* EXERCISE BRIEF
Format every line of the rows below as a JSON list of strings, one string per line, skipping blank lines and leaving out the pictures.

━━━━

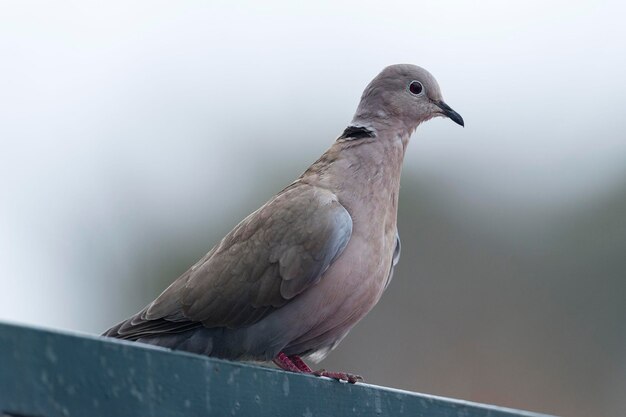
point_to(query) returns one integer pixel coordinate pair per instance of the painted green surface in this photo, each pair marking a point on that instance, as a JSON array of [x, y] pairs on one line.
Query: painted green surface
[[47, 373]]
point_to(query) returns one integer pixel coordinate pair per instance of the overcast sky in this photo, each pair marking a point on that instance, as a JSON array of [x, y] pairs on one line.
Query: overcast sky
[[120, 112]]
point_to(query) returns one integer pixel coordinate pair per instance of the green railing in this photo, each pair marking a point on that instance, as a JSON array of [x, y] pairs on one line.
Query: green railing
[[47, 373]]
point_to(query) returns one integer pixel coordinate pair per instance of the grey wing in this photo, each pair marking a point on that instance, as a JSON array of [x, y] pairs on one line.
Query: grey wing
[[268, 259], [394, 260]]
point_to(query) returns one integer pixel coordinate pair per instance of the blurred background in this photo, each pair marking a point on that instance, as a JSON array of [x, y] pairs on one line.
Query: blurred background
[[135, 135]]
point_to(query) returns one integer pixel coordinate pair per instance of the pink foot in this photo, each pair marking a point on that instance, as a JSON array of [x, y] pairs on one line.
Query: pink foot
[[295, 363], [340, 376]]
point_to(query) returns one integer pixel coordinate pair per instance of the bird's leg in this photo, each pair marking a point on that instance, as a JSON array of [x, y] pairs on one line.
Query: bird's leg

━━━━

* WRITTEN RESPONSE
[
  "point_to(query) returns one integer pixel coordinate pair per instance of the painted green surface in this photo, each pair marking a point on that instance, as a JSON array of [x, y] pairs on one line.",
  "Query: painted green surface",
  "[[47, 373]]",
  "point_to(query) returns one integer pixel coordinate pair per instance of the overcast sky in this photo, each pair marking a point on that instance, as a JSON array of [x, y] pairs on one line.",
  "Query: overcast sky",
  "[[120, 112]]",
  "point_to(query) returns one integer pixel coordinate pair per instance of the green railing in this photo, each pair marking a point on that instance, as a JSON array of [x, y] pairs on one line.",
  "Query: green railing",
  "[[47, 373]]",
  "point_to(query) returns one integer pixel coordinate pair per instance of the grey wing in this photo, each pair marking a point on that instance, as a JSON array of [x, y] pairs on one line.",
  "Query: grey wing",
  "[[268, 259], [394, 260]]",
  "point_to(query) returns one integer pixel coordinate pair per instance of the blurred background in this photo, each pair marking a point on that instance, as a JSON array of [x, y] pairs on one line.",
  "Query: blurred background",
  "[[135, 135]]",
  "point_to(query) returns one integer pixel coordinate pair per instance of the pink foot in this photo, each pair marking a point on that instance, as a JSON array of [x, y] pairs on one line.",
  "Query: pink foot",
  "[[295, 363], [340, 376]]",
  "point_to(query) returns one integer pixel coordinate pair per instance of the bird's leg in this photo, each pair marking a point on that instance, as a JSON array of [x, y] pairs on one line.",
  "Query: bird's leg"
]